ABOUT THIS TASK: Pictures are to be left out, and only the lines from the one containing "Confirm every instance of the distant hill" through the last line of the data are to be returned exactly.

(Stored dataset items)

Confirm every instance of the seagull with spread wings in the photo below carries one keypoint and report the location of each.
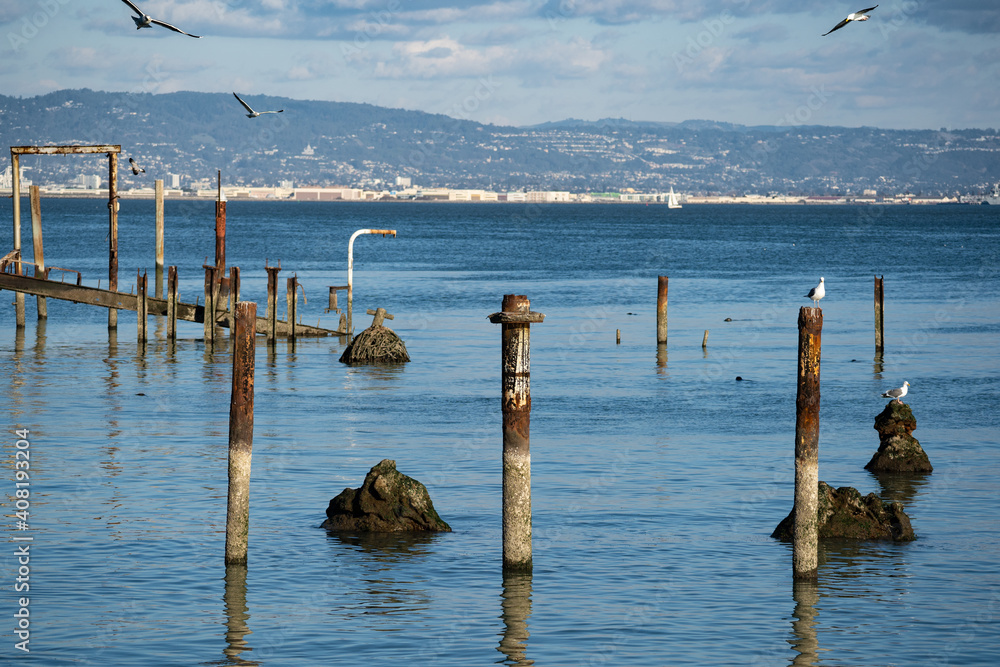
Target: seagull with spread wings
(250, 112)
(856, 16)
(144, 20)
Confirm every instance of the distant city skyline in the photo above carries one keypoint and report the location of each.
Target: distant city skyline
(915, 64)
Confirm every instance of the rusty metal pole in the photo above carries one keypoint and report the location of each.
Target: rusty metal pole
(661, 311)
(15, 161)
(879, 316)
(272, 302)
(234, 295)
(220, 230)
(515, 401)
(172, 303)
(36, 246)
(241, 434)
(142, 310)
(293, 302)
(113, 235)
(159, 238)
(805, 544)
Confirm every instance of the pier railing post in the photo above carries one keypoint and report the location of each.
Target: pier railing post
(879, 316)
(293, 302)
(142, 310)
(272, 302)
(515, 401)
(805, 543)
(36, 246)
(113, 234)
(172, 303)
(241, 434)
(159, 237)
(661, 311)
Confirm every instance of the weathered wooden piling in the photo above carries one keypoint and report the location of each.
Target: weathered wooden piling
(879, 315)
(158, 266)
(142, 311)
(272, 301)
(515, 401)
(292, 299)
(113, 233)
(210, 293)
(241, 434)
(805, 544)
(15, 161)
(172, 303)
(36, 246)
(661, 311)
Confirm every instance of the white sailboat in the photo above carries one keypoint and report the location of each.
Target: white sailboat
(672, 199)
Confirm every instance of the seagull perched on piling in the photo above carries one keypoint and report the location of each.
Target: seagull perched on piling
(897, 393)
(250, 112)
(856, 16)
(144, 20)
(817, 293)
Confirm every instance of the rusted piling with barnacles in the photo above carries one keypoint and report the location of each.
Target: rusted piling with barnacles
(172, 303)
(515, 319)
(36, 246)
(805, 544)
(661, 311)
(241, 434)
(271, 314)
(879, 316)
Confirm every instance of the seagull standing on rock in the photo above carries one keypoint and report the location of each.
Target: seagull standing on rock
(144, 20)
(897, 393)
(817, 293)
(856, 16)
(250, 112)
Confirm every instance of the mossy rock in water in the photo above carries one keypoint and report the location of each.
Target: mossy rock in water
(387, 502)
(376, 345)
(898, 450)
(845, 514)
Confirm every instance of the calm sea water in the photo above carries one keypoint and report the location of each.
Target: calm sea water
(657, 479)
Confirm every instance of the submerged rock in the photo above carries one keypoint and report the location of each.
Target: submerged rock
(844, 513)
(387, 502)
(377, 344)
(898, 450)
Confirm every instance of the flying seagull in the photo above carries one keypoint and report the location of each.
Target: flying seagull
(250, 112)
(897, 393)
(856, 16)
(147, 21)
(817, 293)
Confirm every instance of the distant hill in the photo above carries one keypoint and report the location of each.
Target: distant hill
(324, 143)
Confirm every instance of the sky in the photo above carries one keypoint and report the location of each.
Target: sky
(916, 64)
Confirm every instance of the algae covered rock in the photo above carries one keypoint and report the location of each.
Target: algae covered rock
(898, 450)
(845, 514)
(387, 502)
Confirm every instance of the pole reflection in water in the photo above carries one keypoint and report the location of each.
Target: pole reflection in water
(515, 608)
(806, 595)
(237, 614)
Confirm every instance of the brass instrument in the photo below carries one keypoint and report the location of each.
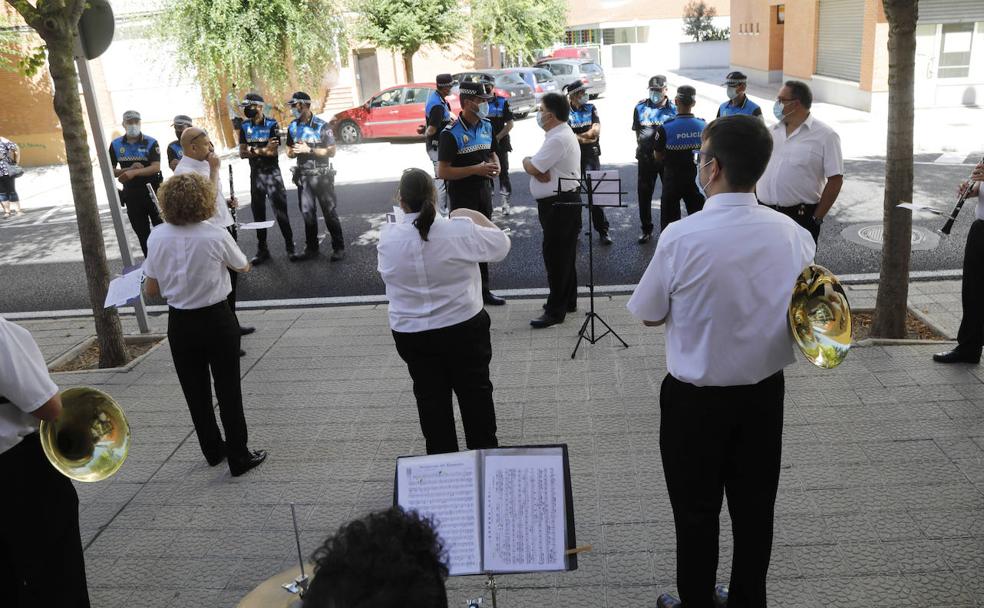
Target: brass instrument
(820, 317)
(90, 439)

SOLUTION TO THIS TASK:
Confirm every instance of the distant hill in the photo above carries one keypoint and report the location of each.
Target: distant hill
(324, 143)
Confirm every instance of the sky in the photo above carries one keypoint and report the location of each.
Target: sky
(916, 64)
Confirm every instance of the algae covered rock in the photo above carries one keypoint and report the location of each.
Target: algae covered rock
(898, 450)
(845, 514)
(387, 502)
Confirm every instance of the pole reflection in water in the photo above carries one keypoint and report the location of each.
Target: pole reflection in water
(515, 608)
(806, 595)
(237, 614)
Confirm every instance of the brass instrument in the photo below carries one keypoint and report the location of each.
Target: brass instrument
(820, 317)
(90, 439)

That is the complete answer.